Look below for the line containing "blue circuit board". Write out that line and the rest through the last one, exactly as they appear, but without pictures.

= = =

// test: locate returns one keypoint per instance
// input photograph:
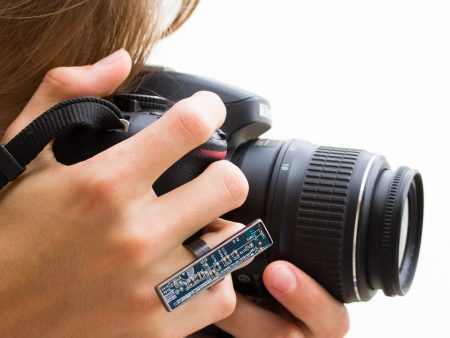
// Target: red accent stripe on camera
(217, 154)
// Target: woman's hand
(83, 246)
(307, 310)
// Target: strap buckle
(9, 167)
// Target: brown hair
(39, 35)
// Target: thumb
(99, 79)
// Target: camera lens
(341, 215)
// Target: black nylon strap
(85, 111)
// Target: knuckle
(226, 300)
(235, 184)
(139, 304)
(290, 331)
(343, 325)
(191, 121)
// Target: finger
(306, 299)
(252, 321)
(99, 79)
(219, 189)
(146, 155)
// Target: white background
(363, 74)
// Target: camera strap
(86, 111)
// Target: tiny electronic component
(212, 267)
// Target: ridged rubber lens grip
(322, 210)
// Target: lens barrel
(339, 214)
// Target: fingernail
(283, 279)
(110, 59)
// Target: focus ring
(387, 245)
(322, 210)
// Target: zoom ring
(321, 216)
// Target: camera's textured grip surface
(321, 216)
(183, 171)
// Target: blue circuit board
(211, 268)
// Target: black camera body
(339, 214)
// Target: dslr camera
(341, 215)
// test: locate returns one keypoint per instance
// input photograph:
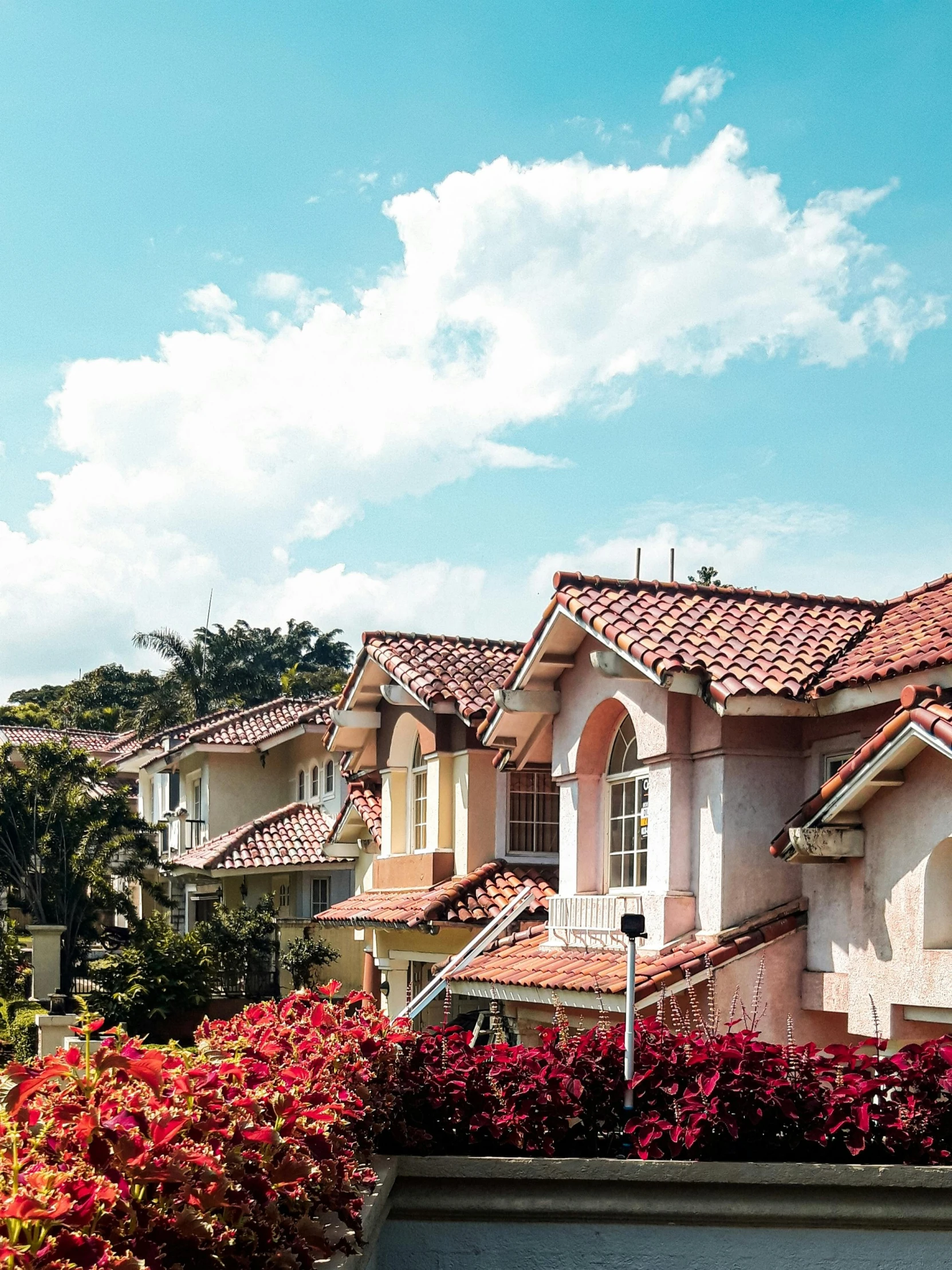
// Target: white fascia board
(845, 700)
(884, 761)
(290, 734)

= = =

> [ANSWER SPACE]:
// Target: blue circuit board
(211, 268)
// Target: black camera body
(339, 214)
// Target: dslr camera
(341, 215)
// test: locate returns one keypoint per instance
// input photograph:
// Target: white fascia board
(845, 700)
(884, 761)
(290, 734)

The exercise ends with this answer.